§ **Article**
···

Image — The Foreign, Commonwealth, and Development Office brass plaque sign outside the office building in Westminster, London, United Kingdom. Photo by Andrew Aitchison via Getty Images.

November’s G20 summit in Johannesburg is a time for the UK to make some important decisions. 

Britain will co-host an event in the margins of the summit, discussing replenishing finances for the Global Fund for Aids, TB and malaria. It will do so amid speculation that it may cut its own promised contribution to the fund. This is one of several areas where the UK’s decision to cut aid spending to 0.3 per cent of GNI is working its way through to choices about specific funds – in a year when aid spending across the Western world has also been dramatically cut. 

The UK is also set to host the 2027 G20 summit. It will need to start planning now how to host a constructive G20, when Western aid cuts will have started to bite, and following a US-hosted summit in 2026 – which may well be a difficult year for the grouping given the approach of the Trump administration to global cooperation in general. 

An interim step the UK could take now would be to move forward plans to host a global conference on the future of development in 2026 – an idea originally floated last spring. 

Convening the proposed summit on the future of development – and subsequently hosting the G20 – could be an opportunity for the UK to work with others to revive the parts of the multilateral system that are crucial – and reform the parts that are not. 

A UK-led effort…could focus on planning an active and pragmatic response…rather than being forced to react as cuts begin to hit and institutions become less effective. 

The UK is not alone among donors in cutting its aid spending recently. But it has signalled it will seek to preserve funding to key international organizations. That is in contrast to the administration of US President Donald Trump, which has both dramatically reduced funding – not just for aid, but for international organizations more broadly – and is taking an increasingly adversarial attitude to multilateral cooperation. (The US is conspicuously not taking part in the G20 meeting in Johannesburg).

A UK-led effort, involving fellow donors, new funders, and partners in the Global South, could focus on planning an active and pragmatic response to these shifts, rather than being forced to react as cuts begin to hit and institutions become less effective. 

It could be an opportunity to have frank conversations about the parts of the system that are fragmented and inefficient, and parts that are essential to global health, trade, and security. 

Chatham House’s paper, published today, outlines in more depth the potential security and geopolitical fallout from this year’s dramatic aid cuts, the US’s increasing rejection of multilateral cooperation, and ways the UK could respond.

···

§ **Exercise A**
Using the article on UK aid cuts and the G20, answer these questions:
(i) To what level has the UK decided to cut its aid spending?
(ii) Which year's G20 summit is the UK set to host?
(iii) Which country is not taking part in the G20 meeting in Johannesburg?

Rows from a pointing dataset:

···

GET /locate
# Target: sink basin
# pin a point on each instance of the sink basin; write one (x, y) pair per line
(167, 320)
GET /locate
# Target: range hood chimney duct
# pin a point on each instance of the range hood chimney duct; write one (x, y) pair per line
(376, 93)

···

§ **Exercise B**
Can you rewrite the rows from the pointing dataset with "each instance" replaced by "every instance" throughout, leaving everything else as it is?

§ **Worked solution A**
(i) 0.3 per cent of GNI
(ii) The 2027 G20 summit
(iii) The US

§ **Worked solution B**
GET /locate
# Target: sink basin
# pin a point on every instance of the sink basin; write one (x, y) pair per line
(167, 320)
GET /locate
# Target: range hood chimney duct
# pin a point on every instance of the range hood chimney duct; write one (x, y) pair per line
(376, 93)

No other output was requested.